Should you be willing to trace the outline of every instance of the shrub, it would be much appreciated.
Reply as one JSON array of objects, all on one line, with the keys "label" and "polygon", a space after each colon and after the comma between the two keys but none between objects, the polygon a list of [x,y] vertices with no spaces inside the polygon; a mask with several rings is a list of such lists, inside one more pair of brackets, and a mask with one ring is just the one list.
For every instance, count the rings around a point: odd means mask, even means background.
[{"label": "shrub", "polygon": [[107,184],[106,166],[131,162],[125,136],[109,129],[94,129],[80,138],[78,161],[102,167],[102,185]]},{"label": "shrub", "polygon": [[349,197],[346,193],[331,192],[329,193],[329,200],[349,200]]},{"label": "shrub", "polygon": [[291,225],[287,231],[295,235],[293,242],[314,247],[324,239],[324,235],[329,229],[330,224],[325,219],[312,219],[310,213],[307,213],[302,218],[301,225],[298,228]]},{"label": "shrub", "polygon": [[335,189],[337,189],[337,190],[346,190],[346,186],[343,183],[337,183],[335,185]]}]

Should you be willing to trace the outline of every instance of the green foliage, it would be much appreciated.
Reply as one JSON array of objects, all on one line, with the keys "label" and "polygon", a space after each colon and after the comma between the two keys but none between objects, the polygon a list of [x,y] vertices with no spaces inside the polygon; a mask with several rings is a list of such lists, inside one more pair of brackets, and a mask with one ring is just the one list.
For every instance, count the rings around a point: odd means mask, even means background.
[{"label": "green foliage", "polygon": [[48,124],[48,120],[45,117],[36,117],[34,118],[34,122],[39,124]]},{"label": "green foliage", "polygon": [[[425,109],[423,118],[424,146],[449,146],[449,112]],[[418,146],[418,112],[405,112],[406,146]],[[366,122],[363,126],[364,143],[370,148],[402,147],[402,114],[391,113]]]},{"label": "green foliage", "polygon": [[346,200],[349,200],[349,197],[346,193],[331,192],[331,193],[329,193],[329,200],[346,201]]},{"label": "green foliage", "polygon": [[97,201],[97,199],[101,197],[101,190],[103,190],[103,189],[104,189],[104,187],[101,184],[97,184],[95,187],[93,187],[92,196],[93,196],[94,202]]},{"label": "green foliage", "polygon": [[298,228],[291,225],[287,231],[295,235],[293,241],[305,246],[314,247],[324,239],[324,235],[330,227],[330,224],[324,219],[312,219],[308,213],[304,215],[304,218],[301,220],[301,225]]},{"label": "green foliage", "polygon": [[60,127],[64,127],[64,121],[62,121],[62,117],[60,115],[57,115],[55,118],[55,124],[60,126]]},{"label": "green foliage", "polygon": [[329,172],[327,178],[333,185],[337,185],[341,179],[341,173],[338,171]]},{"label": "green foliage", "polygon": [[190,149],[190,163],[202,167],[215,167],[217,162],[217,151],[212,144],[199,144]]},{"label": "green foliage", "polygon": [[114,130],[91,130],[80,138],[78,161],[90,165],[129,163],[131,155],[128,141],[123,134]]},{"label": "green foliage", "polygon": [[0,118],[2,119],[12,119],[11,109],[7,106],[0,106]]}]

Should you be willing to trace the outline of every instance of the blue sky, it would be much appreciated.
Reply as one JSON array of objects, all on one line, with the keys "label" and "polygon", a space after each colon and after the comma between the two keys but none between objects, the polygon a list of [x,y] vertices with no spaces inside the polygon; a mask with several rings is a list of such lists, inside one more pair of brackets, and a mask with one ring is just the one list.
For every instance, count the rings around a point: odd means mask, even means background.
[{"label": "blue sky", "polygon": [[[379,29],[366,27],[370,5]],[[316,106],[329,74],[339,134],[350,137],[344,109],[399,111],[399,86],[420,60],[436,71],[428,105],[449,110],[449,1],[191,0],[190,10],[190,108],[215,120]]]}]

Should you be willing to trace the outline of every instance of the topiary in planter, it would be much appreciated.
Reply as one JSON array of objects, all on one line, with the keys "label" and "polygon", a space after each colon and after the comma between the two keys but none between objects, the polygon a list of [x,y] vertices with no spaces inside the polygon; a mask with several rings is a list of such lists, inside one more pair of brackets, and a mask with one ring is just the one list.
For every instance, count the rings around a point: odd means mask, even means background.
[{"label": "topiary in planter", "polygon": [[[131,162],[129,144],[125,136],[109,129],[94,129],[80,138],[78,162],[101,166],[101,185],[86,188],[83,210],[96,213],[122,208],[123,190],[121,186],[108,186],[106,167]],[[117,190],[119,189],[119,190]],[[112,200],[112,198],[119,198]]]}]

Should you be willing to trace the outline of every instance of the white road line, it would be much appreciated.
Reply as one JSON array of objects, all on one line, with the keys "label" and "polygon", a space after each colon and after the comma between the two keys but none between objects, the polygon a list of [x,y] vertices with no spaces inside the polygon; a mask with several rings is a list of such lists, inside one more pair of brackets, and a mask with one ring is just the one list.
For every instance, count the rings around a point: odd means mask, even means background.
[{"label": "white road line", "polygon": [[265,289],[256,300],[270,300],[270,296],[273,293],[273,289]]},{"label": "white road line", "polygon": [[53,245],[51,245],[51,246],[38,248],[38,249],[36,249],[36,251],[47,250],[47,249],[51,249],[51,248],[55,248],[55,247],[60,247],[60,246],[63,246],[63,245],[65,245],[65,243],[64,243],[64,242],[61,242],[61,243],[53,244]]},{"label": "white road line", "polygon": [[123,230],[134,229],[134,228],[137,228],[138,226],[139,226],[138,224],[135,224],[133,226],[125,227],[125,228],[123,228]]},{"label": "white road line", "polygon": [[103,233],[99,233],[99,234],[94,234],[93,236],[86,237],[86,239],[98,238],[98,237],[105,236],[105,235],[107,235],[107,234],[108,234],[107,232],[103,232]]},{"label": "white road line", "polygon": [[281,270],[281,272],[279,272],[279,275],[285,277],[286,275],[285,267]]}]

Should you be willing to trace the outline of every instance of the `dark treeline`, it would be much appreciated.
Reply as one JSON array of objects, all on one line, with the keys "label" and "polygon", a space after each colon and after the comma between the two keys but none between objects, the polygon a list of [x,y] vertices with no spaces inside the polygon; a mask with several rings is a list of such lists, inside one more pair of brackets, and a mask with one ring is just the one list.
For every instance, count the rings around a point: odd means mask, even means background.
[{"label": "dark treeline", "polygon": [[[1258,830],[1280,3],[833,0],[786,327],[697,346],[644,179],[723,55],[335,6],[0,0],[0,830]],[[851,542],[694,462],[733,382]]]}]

TASK DESCRIPTION: Using the entries above, please restate each one word for word.

PROBLEM SOLUTION:
Should you be willing to trace the outline of every instance of the shrub, it would be much appreciated.
Reply as one JSON array of objects, all on one line, with the keys "label" and "polygon", a space after each colon and after the comma between the two keys but none between objects, the polygon a list of [x,y] vertices with no spaces inside the polygon; a mask with several rings is a list of such lists, inside one more pair of brackets, and a mask with one ring is just the one list.
For every instance, count the rings around a point: odd means mask, even means background.
[{"label": "shrub", "polygon": [[107,184],[106,166],[131,162],[125,136],[109,129],[94,129],[80,138],[78,161],[102,167],[102,185]]},{"label": "shrub", "polygon": [[349,197],[346,193],[331,192],[329,193],[329,200],[349,200]]},{"label": "shrub", "polygon": [[291,225],[287,231],[295,235],[293,242],[314,247],[324,239],[324,235],[329,229],[330,224],[325,219],[312,219],[310,213],[307,213],[302,218],[301,225],[298,228]]},{"label": "shrub", "polygon": [[335,189],[337,189],[337,190],[346,190],[346,186],[343,183],[337,183],[335,185]]}]

Should you be willing to trace the outline of every instance of the green foliage, it would be much appreciated.
Reply as one JSON array of objects, all on one line, with the keys "label" and "polygon", a space after each colon and after the comma between the two keys but none between objects, the polygon a list of [x,y] vertices with no spaces inside the polygon; a mask with several rings is a list of such lists, inside one more pair of brackets, and a mask with one ring is just the one list.
For every instance, count the rings around a point: odd means mask, even means background.
[{"label": "green foliage", "polygon": [[48,124],[48,120],[45,117],[36,117],[34,118],[34,122],[39,124]]},{"label": "green foliage", "polygon": [[[425,109],[423,118],[424,146],[449,146],[449,112]],[[418,146],[418,112],[405,112],[406,146]],[[366,122],[363,126],[364,143],[370,148],[402,147],[402,114],[391,113]]]},{"label": "green foliage", "polygon": [[346,200],[349,200],[349,197],[346,193],[331,192],[331,193],[329,193],[329,200],[346,201]]},{"label": "green foliage", "polygon": [[97,201],[97,199],[101,197],[101,190],[103,190],[103,189],[104,189],[104,187],[101,184],[97,184],[95,187],[93,187],[92,196],[93,196],[94,202]]},{"label": "green foliage", "polygon": [[298,228],[291,225],[287,231],[295,235],[293,241],[305,246],[314,247],[324,239],[324,235],[330,227],[330,224],[324,219],[312,219],[308,213],[304,215],[304,218],[301,220],[301,225]]},{"label": "green foliage", "polygon": [[60,127],[64,127],[64,121],[62,121],[62,117],[60,115],[57,115],[55,118],[55,124],[60,126]]},{"label": "green foliage", "polygon": [[329,172],[327,178],[333,185],[337,185],[341,179],[341,173],[338,171]]},{"label": "green foliage", "polygon": [[190,149],[190,163],[202,167],[215,167],[217,162],[217,151],[212,144],[199,144]]},{"label": "green foliage", "polygon": [[114,130],[91,130],[80,138],[78,161],[90,165],[129,163],[131,155],[128,141],[123,134]]},{"label": "green foliage", "polygon": [[0,118],[2,119],[12,119],[11,109],[7,106],[0,106]]}]

Should you be willing to trace the outline of every instance of the blue sky, it would be much appreciated.
Reply as one JSON array of objects, all on one line, with the keys "label" and "polygon", a space after each colon and after the comma between the two keys but none between objects, the polygon a list of [x,y] vertices with no spaces inside the polygon; a mask with several rings is a list of such lists, inside one more pair of brackets, and a mask with one ring is just the one list.
For every instance, count the rings around a point: odd means mask, even means background.
[{"label": "blue sky", "polygon": [[[379,29],[366,27],[370,5]],[[316,106],[329,74],[339,134],[350,137],[344,109],[399,111],[399,86],[420,60],[436,71],[428,105],[449,110],[449,1],[191,0],[190,10],[190,108],[215,120]]]}]

Should you be willing to trace the outline of every instance of the topiary in planter, it would be much appreciated.
Reply as one JSON array of objects, all on one line, with the keys "label" and "polygon", a space after each colon and after the comma between the two keys but none between objects, the polygon a list of [x,y] vertices with no spaces inside the polygon; a mask with several rings is a list of such lists, inside one more pair of brackets, and a mask with one ring is just the one list.
For every instance, count the rings around a point: odd means mask, even means background.
[{"label": "topiary in planter", "polygon": [[[131,162],[129,144],[125,136],[109,129],[94,129],[80,138],[78,162],[101,166],[101,185],[86,188],[83,210],[96,213],[122,208],[123,190],[121,186],[108,186],[106,167]],[[117,190],[119,189],[119,190]],[[112,200],[112,198],[119,198]]]}]

Should you be willing to trace the outline of every instance of the white road line, it would be much appreciated.
Reply as one JSON array of objects, all on one line, with the keys "label" and "polygon", a space after each colon and after the comma between the two keys but none between objects, the polygon a list of [x,y] vertices with no spaces inside the polygon; a mask with several rings is a list of such lists, inside one more pair of brackets, and a mask with one ring is just the one list.
For every instance, count the rings around a point: odd means mask, even means background.
[{"label": "white road line", "polygon": [[265,289],[256,300],[270,300],[270,296],[273,293],[273,289]]},{"label": "white road line", "polygon": [[53,245],[51,245],[51,246],[38,248],[38,249],[36,249],[36,251],[47,250],[47,249],[51,249],[51,248],[55,248],[55,247],[60,247],[60,246],[63,246],[63,245],[65,245],[65,243],[64,243],[64,242],[61,242],[61,243],[53,244]]},{"label": "white road line", "polygon": [[123,230],[134,229],[134,228],[137,228],[138,226],[139,226],[138,224],[135,224],[133,226],[125,227],[125,228],[123,228]]},{"label": "white road line", "polygon": [[103,233],[99,233],[99,234],[94,234],[93,236],[86,237],[86,239],[98,238],[98,237],[105,236],[105,235],[107,235],[107,234],[108,234],[107,232],[103,232]]},{"label": "white road line", "polygon": [[281,270],[281,272],[279,272],[279,275],[285,277],[286,275],[285,267]]}]

Should you be willing to trace the outline of every instance of the `dark treeline`, it would be much appreciated.
Reply as one JSON array of objects, all on one line, with the keys "label" and "polygon", a space after each colon and after the comma between the two keys but none between objects, the polygon a list of [x,y] vertices with no spaces inside the polygon; a mask with several rings is a list of such lists, inside one more pair of brackets, and a mask with one ring is just the one list.
For every instance, count the rings around a point: odd means mask, even means background.
[{"label": "dark treeline", "polygon": [[[1258,830],[1280,3],[833,0],[786,327],[697,346],[644,179],[723,55],[335,6],[0,0],[0,830]],[[851,542],[694,462],[733,382]]]}]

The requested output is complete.